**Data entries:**
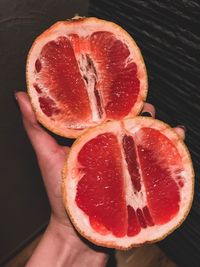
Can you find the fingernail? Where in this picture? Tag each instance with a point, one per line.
(182, 127)
(146, 114)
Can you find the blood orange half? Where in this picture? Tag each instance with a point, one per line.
(128, 182)
(83, 72)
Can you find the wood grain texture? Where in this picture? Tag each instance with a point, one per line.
(146, 256)
(168, 35)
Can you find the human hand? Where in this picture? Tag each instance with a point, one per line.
(51, 157)
(61, 245)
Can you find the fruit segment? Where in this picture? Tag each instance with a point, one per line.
(87, 77)
(116, 74)
(101, 191)
(58, 75)
(131, 159)
(158, 161)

**Your task:**
Transcribe every line of the records exactly. Pictures do not belong in the copy.

**Task output:**
Can you find the fingernail? Where in this picture? Tag each instance with a point, one per line.
(182, 127)
(146, 114)
Can you find the blood orange half? Where in this picture? Tag each instance with a point, one per line.
(128, 182)
(83, 72)
Can you find the wood grain texture? Where in this picture? Tag each instance with a point, one per line.
(146, 256)
(168, 35)
Can you find the human hand? Where in this picture? Tag each instance with a point, one per line.
(51, 157)
(61, 245)
Can you find the fruit segment? Where in this picture? Tag each instance with a point, one per line.
(87, 77)
(116, 74)
(101, 191)
(58, 75)
(131, 159)
(158, 161)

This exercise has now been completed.